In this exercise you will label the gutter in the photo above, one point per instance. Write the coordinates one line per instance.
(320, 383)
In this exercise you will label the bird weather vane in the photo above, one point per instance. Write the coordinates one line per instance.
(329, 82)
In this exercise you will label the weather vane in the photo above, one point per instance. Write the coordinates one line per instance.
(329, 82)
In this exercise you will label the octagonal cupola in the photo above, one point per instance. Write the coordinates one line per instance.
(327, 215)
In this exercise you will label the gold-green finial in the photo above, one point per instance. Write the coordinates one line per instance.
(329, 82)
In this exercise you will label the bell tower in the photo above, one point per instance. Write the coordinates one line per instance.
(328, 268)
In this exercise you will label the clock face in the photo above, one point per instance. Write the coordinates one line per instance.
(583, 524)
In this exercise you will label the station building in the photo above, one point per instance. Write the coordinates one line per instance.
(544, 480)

[Task objective] With nothing left out, transcribe the records above exactly.

[Result below]
In this exercise you will label the gutter in the photo above, one point per instance. Write the coordinates one line per instance.
(320, 383)
In this exercise you will label the bird weather vane in the photo above, one point per instance. Write the coordinates one line per instance.
(329, 82)
In this exercise you will label the weather vane in the photo above, one point per instance. Write the coordinates one line per instance.
(329, 82)
In this exercise you will label the octagonal cupola in the photo above, one point per instance. Write the coordinates one line per instance.
(327, 215)
In this exercise you will label the gold-green finial in the photo above, one point per instance. Write the coordinates one line per instance.
(329, 82)
In this exercise you will label the bell tower in the photo above, one point per instance. Write the coordinates one line per instance.
(328, 268)
In this exercise you will label the clock face in the photo above, one point per instance. Write the coordinates one line per instance.
(583, 524)
In this exercise you will label the station building in the photo above, one point per instance. Write the coordinates one line per instance.
(544, 480)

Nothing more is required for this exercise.